**DIRECTIONS FOR THIS TASK:** Copy the rows from the line containing "Would you be so kind as to locate the green" through the last row, swapping "green tree" for "leafy tree" and leaving everything else unchanged.

— start of DATASET ENTRIES —

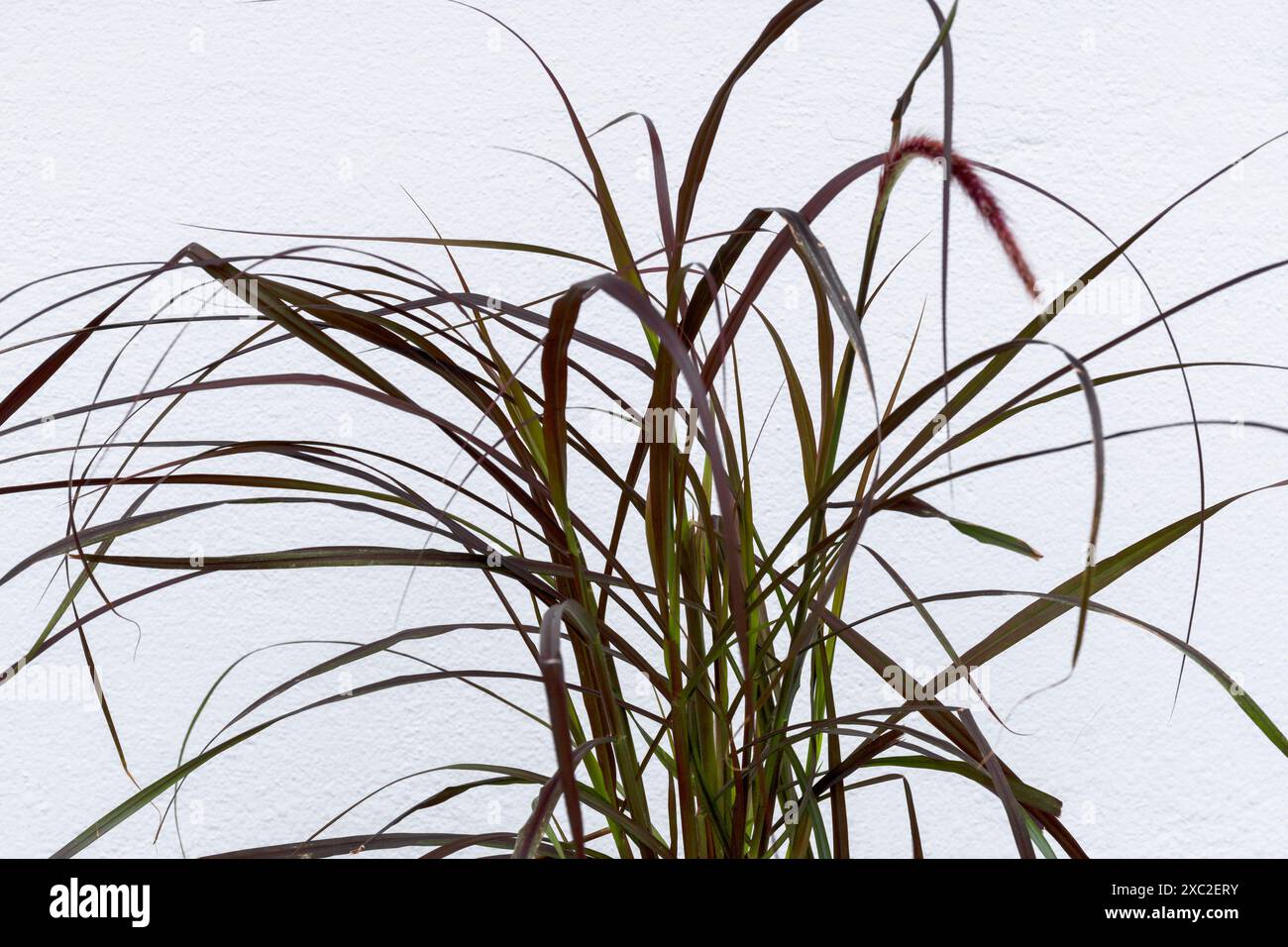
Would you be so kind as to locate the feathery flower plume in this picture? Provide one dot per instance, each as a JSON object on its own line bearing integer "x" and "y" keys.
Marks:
{"x": 964, "y": 171}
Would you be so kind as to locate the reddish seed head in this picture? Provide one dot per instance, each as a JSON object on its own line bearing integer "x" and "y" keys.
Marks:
{"x": 966, "y": 175}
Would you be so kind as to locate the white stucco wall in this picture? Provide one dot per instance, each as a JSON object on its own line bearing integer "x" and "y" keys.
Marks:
{"x": 124, "y": 121}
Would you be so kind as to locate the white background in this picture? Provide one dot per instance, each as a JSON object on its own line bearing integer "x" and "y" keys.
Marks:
{"x": 127, "y": 121}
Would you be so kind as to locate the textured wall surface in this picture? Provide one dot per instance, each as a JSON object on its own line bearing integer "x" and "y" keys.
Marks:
{"x": 127, "y": 123}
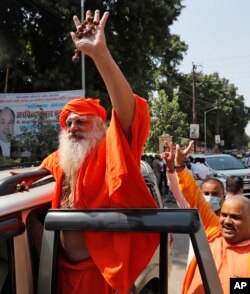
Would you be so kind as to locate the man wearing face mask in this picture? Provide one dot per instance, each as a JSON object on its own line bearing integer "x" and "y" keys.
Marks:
{"x": 213, "y": 191}
{"x": 228, "y": 234}
{"x": 212, "y": 188}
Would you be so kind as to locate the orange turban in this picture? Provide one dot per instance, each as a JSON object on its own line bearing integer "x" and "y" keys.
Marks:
{"x": 82, "y": 106}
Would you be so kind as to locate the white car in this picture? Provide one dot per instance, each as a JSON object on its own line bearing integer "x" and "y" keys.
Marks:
{"x": 222, "y": 166}
{"x": 19, "y": 261}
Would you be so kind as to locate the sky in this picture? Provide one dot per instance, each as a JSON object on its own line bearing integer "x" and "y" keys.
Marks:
{"x": 218, "y": 35}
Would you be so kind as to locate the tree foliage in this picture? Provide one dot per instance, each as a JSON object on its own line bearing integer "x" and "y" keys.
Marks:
{"x": 230, "y": 118}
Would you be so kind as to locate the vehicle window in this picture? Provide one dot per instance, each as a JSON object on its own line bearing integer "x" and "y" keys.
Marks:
{"x": 224, "y": 163}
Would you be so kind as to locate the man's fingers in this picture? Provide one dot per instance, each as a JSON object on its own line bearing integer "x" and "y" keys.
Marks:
{"x": 97, "y": 16}
{"x": 76, "y": 21}
{"x": 88, "y": 14}
{"x": 104, "y": 19}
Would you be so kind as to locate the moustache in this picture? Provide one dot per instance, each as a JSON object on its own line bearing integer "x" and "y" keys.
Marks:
{"x": 75, "y": 135}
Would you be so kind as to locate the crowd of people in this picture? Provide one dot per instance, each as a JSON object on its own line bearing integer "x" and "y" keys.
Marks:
{"x": 97, "y": 165}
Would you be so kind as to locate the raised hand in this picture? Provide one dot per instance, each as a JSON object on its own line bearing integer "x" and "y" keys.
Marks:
{"x": 89, "y": 37}
{"x": 168, "y": 155}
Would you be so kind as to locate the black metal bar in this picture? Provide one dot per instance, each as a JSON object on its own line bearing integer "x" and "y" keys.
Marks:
{"x": 163, "y": 261}
{"x": 125, "y": 220}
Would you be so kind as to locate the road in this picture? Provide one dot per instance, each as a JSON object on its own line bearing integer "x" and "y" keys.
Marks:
{"x": 179, "y": 260}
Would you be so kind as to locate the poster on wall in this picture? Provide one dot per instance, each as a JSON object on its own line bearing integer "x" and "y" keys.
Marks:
{"x": 17, "y": 111}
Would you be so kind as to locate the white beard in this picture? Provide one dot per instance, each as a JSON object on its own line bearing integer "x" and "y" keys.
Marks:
{"x": 73, "y": 151}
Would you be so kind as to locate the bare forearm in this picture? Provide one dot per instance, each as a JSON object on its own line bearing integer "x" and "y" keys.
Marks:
{"x": 119, "y": 90}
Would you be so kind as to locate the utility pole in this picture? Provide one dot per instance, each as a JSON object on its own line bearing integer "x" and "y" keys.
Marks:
{"x": 83, "y": 56}
{"x": 193, "y": 106}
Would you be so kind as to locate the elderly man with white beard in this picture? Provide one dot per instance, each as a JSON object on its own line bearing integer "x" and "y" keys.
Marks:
{"x": 97, "y": 166}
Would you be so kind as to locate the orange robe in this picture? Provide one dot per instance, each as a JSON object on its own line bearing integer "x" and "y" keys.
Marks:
{"x": 110, "y": 178}
{"x": 231, "y": 260}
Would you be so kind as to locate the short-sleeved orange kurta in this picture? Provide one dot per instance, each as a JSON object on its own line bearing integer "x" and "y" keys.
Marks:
{"x": 231, "y": 260}
{"x": 110, "y": 178}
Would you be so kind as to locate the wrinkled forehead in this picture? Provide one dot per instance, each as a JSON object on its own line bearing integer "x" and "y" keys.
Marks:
{"x": 74, "y": 116}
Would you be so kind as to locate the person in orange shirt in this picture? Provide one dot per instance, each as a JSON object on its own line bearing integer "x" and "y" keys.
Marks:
{"x": 99, "y": 167}
{"x": 228, "y": 235}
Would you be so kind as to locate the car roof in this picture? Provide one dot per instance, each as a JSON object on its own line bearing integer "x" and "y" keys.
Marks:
{"x": 210, "y": 155}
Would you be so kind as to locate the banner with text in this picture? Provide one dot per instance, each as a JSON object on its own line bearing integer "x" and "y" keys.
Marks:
{"x": 26, "y": 105}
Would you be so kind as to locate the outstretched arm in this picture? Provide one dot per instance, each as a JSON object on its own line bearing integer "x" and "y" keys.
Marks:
{"x": 120, "y": 92}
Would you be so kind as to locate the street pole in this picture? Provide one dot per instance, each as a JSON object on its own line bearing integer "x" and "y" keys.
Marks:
{"x": 205, "y": 126}
{"x": 83, "y": 56}
{"x": 193, "y": 106}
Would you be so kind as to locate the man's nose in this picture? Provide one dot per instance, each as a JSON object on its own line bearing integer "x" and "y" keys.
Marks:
{"x": 74, "y": 127}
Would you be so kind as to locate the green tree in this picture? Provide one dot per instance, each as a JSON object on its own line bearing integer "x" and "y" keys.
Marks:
{"x": 166, "y": 118}
{"x": 230, "y": 118}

— end of DATASET ENTRIES —

**ANSWER FOR THE TASK:**
Would you be so kind as to locate the leafy tree in this picture? Provide one dot per instance, each as a JSON object on its own line bearing integer "x" and "y" keys.
Marks:
{"x": 166, "y": 118}
{"x": 230, "y": 118}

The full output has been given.